__DATASET CONTENT__
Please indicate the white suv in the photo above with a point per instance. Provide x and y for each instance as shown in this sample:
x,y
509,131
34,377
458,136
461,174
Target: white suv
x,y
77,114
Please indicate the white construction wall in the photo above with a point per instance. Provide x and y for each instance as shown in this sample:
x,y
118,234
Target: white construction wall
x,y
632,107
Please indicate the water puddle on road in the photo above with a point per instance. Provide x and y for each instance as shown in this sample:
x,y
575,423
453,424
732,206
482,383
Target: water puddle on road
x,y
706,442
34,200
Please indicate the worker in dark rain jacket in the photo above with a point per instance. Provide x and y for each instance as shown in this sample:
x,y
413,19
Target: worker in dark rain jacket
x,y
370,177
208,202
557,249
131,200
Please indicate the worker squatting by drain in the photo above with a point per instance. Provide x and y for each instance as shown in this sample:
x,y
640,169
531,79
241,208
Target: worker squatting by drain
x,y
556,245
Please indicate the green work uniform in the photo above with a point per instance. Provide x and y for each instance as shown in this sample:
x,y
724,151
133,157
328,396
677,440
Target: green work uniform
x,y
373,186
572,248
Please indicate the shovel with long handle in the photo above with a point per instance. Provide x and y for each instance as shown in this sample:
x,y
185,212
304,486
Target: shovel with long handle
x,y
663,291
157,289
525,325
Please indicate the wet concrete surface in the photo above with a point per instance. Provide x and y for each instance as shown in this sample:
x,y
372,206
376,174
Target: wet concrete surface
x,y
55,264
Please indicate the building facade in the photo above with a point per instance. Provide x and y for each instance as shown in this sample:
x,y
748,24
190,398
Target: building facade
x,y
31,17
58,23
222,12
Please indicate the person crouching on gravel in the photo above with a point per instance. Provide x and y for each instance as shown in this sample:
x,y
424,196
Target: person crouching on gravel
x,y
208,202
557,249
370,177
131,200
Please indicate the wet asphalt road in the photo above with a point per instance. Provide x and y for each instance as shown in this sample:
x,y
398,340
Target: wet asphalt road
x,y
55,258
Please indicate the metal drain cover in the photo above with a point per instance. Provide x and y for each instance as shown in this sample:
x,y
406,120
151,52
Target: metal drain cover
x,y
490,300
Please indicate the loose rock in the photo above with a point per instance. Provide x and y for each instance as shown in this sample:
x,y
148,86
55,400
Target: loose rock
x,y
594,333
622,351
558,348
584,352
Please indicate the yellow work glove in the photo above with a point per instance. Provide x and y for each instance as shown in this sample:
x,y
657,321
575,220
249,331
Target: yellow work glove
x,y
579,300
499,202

__AIM__
Rewrite all of the data above as a JSON array of strings, one string per line, omitting blank lines.

__RESULT FOR THIS EXERCISE__
[
  "Please indicate the white suv in the photo above with a point per instance. Provide x and y for each instance as shown in this sample:",
  "x,y",
  "509,131",
  "34,377",
  "458,136",
  "461,174",
  "Target: white suv",
  "x,y",
  "77,114",
  "Please indicate the white construction wall in the photo above with a point per instance. Provide x and y for each instance as shown in this sample:",
  "x,y",
  "118,234",
  "Target: white construction wall",
  "x,y",
  "632,107",
  "Please indicate the water puddle on road in the photo above with a point per instance. Provide x and y for each instance as shown in this sample:",
  "x,y",
  "575,423",
  "453,424",
  "732,206",
  "482,383",
  "Target: water puddle on road",
  "x,y",
  "706,442",
  "34,200",
  "Please indicate the worker in dark rain jacket in the photo above with a point per instance. Provide x and y for each instance as shown in this sample:",
  "x,y",
  "413,19",
  "Target: worker in dark rain jacket",
  "x,y",
  "370,177",
  "208,202",
  "557,249",
  "131,200",
  "Please indicate the worker squatting by drain in the photo above with a point per instance. Provide x and y for each instance as shown in this sample:",
  "x,y",
  "640,169",
  "531,79",
  "241,208",
  "Target: worker squatting by drain",
  "x,y",
  "556,245",
  "Please indicate the green work uniform in the photo above with a point per instance. Provide x and y for each instance as shown in this sample:",
  "x,y",
  "724,151",
  "133,157",
  "328,396",
  "677,440",
  "Target: green work uniform",
  "x,y",
  "373,186",
  "572,248",
  "Please indicate the shovel with long handle in the photo above with a point per instance. Provide x and y for each instance as shown in this sample:",
  "x,y",
  "185,212",
  "304,486",
  "Target: shovel with long handle",
  "x,y",
  "663,291",
  "157,289",
  "525,325",
  "Please indicate the wet concrete surface in the photo above with a point per instance. Provide x and y for each instance as shown in this sample:",
  "x,y",
  "372,206",
  "376,174",
  "Target: wet concrete surface",
  "x,y",
  "55,264",
  "Please indicate the building facade in the photo above with a point per instance. Provide x and y for each instance as shown in this sample:",
  "x,y",
  "748,24",
  "190,398",
  "Target: building facade",
  "x,y",
  "31,17",
  "58,23",
  "222,12",
  "Please indicate the person crouching on gravel in the photo above with a point per instance. Provide x and y for each instance as shown in this sample:",
  "x,y",
  "424,196",
  "Target: person crouching on gravel",
  "x,y",
  "208,202",
  "557,249",
  "370,177",
  "131,200",
  "Please indicate the wet asphalt road in the photo above with a point per instance. Provide x and y for each instance as shown in this sample:",
  "x,y",
  "398,340",
  "Target: wet asphalt road",
  "x,y",
  "55,258",
  "Please indicate the metal drain cover in the photo above with a point per instance. Provide x and y for each instance as shown in this sample:",
  "x,y",
  "406,120",
  "151,52",
  "Target: metal drain cover",
  "x,y",
  "490,300",
  "Please indicate the loose rock in the photo above with a point per instance. Provide x and y for each instance as shown in this sample:",
  "x,y",
  "148,86",
  "55,400",
  "Target: loose rock",
  "x,y",
  "594,333",
  "622,351",
  "558,348",
  "584,352",
  "Please indicate the yellow work glove in the photo above with a point per instance. Provide x and y for each instance as shown in this sample:",
  "x,y",
  "657,321",
  "575,220",
  "249,331",
  "Target: yellow work glove",
  "x,y",
  "579,300",
  "499,202"
]